Study text:
Republican members of the House Communications Subcommittee Tuesday sharply criticized a Food and Drug Administration proposal to regulate thousands of medical apps and warned of a 2.3 percent Obamacare excise tax that could soon apply to mobile devices. Democrats said heightened scrutiny of medical apps is justified.
Senate Judiciary Committee Chairman Pat Leahy, D-Vt., and Sen. Mike Lee, R-Utah, introduced a bill Tuesday aimed at modernizing the 27-year-old Electronic Communications Privacy Act (ECPA). The ECPA Amendments Act seeks to update privacy laws to improve protections for electronic communications stored or maintained by third party service providers, according to a review of the legislation (http://1.usa.gov/WBxwf7). The bill drops a provision in Leahy’s 2011 ECPA Amendments bill (S-1011) that would have required the government to obtain a warrant or a court order to access or use an individual’s geolocation information from smartphones or other electronic communications devices, Leahy’s spokesman confirmed. Privacy advocates generally supported the aims of the bill, but some House lawmakers acknowledged it may be difficult to increase online privacy protections without hampering law enforcement investigations.

Raw data:
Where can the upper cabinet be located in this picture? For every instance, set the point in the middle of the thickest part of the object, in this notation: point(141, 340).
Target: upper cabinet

Problems to work on:
[A] Decide whether each statement agrees with the policy news text, answering yes or no and quoting the words of the text that settle it: (i) Democrats opposed closer scrutiny of medical apps. (ii) The Electronic Communications Privacy Act is 27 years old. (iii) The new bill keeps the 2011 requirement for a warrant or court order to access geolocation information.
[B] Answer these from the policy news text:
(i) What rate is the excise tax that could apply to mobile devices?
(ii) Which senator from Utah introduced the bill with Leahy?
(iii) What number did Leahy's 2011 ECPA Amendments bill carry?
[C] Repeat the part of the policy news text that opens with the words containing "Republican members of" and closes with "apps is justified.".
The material has no connection to the text.

Outputs in order:
[A]
(i) No: "Democrats said heightened scrutiny of medical apps is justified."
(ii) Yes: "the 27-year-old Electronic Communications Privacy Act (ECPA)"
(iii) No: "The bill drops a provision in Leahy’s 2011 ECPA Amendments bill (S-1011)"

[B]
(i) 2.3 percent
(ii) Mike Lee
(iii) S-1011

[C]
Republican members of the House Communications Subcommittee Tuesday sharply criticized a Food and Drug Administration proposal to regulate thousands of medical apps and warned of a 2.3 percent Obamacare excise tax that could soon apply to mobile devices. Democrats said heightened scrutiny of medical apps is justified.